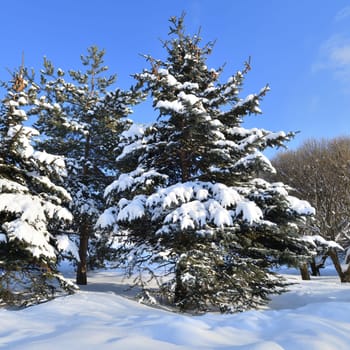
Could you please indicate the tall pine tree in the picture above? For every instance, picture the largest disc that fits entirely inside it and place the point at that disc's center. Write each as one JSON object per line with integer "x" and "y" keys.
{"x": 189, "y": 206}
{"x": 32, "y": 204}
{"x": 83, "y": 127}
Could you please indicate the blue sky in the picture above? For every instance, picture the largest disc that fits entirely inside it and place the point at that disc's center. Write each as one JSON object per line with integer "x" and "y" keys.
{"x": 300, "y": 48}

■ ■ ■ ■

The answer is the full set of records printed exactly, less the pictures.

## [Exercise response]
Could you please indicate the tall pine tree in the picture above? For every instance, picture the largest disc that fits entirely inside it and place the point at that disc's center. Write each as one JSON object per line with integer "x" and "y" keys.
{"x": 189, "y": 206}
{"x": 32, "y": 204}
{"x": 83, "y": 127}
Could you please indicate the blue sky in the picture above? For every instance, picture the largest disc that fits entirely inside it and place the point at that disc's center. Write each as one JSON object per line with integer "x" and "y" keys.
{"x": 300, "y": 48}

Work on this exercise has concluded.